Requirements: Please copy the items below word for word, beginning at the line that contains "Could you point to the white box" and stopping after the line that contains "column 870, row 620".

Records for the task:
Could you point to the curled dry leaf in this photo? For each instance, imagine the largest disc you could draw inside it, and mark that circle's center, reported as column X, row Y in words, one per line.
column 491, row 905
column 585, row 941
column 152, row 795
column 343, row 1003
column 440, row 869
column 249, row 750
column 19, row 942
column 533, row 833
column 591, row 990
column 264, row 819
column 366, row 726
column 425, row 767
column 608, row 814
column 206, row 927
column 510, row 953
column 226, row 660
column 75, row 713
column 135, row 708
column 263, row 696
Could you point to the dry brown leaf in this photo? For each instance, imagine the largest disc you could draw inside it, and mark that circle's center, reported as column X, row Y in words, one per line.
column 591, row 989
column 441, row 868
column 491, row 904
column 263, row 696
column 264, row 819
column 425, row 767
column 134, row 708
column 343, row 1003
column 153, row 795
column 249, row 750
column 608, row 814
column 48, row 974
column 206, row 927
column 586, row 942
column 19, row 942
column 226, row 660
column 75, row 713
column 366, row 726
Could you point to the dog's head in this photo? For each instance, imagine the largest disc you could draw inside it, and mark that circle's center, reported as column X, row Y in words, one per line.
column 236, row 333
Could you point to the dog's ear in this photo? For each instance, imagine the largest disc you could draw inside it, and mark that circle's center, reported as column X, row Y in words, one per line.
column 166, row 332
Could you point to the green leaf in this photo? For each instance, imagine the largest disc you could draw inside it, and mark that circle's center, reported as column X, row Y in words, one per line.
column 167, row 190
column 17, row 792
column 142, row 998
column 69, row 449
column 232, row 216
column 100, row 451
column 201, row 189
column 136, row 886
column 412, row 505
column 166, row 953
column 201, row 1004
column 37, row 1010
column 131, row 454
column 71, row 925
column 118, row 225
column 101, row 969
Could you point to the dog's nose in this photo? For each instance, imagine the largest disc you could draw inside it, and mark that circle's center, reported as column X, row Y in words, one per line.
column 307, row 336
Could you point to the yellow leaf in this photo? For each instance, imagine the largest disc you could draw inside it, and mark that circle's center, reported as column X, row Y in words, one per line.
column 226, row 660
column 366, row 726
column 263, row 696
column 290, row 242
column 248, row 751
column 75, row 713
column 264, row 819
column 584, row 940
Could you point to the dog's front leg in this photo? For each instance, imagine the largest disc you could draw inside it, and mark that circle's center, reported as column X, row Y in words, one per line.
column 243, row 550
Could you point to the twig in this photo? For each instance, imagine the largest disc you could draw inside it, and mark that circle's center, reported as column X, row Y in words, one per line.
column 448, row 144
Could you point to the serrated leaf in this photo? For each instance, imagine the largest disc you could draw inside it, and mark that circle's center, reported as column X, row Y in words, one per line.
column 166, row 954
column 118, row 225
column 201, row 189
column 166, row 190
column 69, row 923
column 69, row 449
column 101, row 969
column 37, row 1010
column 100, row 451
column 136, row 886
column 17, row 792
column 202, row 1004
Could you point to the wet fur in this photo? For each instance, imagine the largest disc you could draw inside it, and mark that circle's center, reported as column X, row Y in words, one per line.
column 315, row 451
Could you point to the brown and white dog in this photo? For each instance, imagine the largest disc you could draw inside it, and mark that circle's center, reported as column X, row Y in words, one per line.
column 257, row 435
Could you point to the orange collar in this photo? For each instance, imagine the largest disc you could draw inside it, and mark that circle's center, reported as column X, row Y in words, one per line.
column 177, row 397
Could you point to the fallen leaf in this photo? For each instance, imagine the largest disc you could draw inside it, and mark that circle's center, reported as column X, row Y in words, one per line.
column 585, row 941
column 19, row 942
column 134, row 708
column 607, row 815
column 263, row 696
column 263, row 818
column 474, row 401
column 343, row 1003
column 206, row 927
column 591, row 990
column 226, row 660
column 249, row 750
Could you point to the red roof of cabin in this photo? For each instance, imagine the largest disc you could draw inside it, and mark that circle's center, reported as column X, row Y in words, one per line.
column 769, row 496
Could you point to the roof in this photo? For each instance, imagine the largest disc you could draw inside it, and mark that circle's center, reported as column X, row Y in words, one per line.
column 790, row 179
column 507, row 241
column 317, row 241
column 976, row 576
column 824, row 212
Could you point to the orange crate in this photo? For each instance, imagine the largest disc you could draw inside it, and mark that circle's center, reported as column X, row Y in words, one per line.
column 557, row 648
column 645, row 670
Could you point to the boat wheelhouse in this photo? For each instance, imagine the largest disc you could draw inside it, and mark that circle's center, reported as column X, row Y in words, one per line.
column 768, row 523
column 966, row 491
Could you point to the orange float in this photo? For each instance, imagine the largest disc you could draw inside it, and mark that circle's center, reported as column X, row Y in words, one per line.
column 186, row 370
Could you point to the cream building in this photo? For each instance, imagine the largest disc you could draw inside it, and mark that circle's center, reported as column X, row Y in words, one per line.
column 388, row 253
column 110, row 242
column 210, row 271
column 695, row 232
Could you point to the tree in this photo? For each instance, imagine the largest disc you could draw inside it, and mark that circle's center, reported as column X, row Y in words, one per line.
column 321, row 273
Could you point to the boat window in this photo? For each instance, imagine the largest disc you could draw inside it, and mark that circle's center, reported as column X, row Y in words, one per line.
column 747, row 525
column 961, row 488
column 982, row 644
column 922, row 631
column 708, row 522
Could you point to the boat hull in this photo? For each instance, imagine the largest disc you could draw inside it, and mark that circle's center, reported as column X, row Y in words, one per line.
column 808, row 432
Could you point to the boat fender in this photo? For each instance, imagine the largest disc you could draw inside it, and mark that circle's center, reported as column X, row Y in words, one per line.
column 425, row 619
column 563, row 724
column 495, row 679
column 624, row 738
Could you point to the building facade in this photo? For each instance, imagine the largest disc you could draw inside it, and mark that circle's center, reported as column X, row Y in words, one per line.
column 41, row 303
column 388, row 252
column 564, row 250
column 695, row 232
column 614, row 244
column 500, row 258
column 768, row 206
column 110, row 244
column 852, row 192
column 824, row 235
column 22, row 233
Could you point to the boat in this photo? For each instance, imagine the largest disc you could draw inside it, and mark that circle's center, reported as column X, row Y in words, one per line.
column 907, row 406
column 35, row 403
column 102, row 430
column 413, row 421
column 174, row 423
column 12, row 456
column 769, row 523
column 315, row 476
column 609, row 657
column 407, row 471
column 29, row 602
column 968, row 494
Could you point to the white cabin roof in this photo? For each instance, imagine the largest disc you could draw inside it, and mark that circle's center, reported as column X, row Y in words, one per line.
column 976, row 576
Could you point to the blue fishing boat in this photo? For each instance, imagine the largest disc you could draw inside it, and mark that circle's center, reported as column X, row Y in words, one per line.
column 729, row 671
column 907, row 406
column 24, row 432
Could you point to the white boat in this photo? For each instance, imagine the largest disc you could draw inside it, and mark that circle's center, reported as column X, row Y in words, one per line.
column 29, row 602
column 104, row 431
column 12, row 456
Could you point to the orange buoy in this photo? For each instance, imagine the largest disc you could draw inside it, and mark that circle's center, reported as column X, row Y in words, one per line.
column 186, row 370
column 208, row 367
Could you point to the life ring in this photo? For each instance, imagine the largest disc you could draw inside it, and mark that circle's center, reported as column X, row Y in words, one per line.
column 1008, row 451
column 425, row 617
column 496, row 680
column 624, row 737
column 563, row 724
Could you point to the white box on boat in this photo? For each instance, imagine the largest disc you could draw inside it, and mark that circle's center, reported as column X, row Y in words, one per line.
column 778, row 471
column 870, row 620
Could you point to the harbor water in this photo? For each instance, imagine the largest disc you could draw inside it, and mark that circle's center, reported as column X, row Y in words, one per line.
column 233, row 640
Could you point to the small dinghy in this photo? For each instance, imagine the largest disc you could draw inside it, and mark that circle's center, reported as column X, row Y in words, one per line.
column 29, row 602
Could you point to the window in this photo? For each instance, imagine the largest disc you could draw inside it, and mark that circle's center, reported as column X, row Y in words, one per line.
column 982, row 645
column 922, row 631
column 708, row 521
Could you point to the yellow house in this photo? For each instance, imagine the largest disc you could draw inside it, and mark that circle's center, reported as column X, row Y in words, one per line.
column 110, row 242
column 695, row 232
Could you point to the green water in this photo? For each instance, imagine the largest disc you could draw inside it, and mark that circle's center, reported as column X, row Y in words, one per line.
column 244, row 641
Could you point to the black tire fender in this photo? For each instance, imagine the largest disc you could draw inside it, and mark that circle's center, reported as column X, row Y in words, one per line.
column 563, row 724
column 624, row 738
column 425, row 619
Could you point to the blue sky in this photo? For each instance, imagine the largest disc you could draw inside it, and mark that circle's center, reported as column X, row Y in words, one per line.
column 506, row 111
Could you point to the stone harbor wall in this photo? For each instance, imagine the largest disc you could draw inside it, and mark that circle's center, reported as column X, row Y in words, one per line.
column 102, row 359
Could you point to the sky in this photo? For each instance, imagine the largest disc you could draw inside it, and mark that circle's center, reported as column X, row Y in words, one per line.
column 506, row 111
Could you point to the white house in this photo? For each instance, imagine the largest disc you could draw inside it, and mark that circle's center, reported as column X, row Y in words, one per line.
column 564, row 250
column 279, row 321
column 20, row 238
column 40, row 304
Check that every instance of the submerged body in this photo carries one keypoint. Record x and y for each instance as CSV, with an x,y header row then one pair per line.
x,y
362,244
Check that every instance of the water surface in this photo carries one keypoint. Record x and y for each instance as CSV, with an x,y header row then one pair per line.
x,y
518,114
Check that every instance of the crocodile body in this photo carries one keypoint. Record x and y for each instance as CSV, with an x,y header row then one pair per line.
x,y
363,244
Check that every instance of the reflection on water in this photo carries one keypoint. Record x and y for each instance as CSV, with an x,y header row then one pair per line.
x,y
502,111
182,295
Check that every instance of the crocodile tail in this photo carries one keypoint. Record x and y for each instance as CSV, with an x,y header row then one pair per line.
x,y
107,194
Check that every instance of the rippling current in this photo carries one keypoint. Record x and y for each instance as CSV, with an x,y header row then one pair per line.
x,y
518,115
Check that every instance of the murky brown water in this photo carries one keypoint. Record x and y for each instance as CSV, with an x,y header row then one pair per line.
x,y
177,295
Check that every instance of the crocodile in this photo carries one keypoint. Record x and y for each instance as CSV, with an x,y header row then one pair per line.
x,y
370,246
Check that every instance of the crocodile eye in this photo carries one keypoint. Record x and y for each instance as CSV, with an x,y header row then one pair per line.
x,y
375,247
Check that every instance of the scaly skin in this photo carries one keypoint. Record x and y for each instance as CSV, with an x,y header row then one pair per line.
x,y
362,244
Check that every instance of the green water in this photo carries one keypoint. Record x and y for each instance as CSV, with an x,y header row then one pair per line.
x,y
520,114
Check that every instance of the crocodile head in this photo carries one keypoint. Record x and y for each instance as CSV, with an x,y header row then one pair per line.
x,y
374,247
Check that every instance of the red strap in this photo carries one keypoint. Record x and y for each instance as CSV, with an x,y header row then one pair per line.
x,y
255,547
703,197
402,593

Solution to this problem:
Could you point to the white box on boat in this photo? For each instance, imagine the largest disc you could draw inside it, and mark that circle's center, reported as column X, row Y in words, one per line.
column 778, row 471
column 870, row 620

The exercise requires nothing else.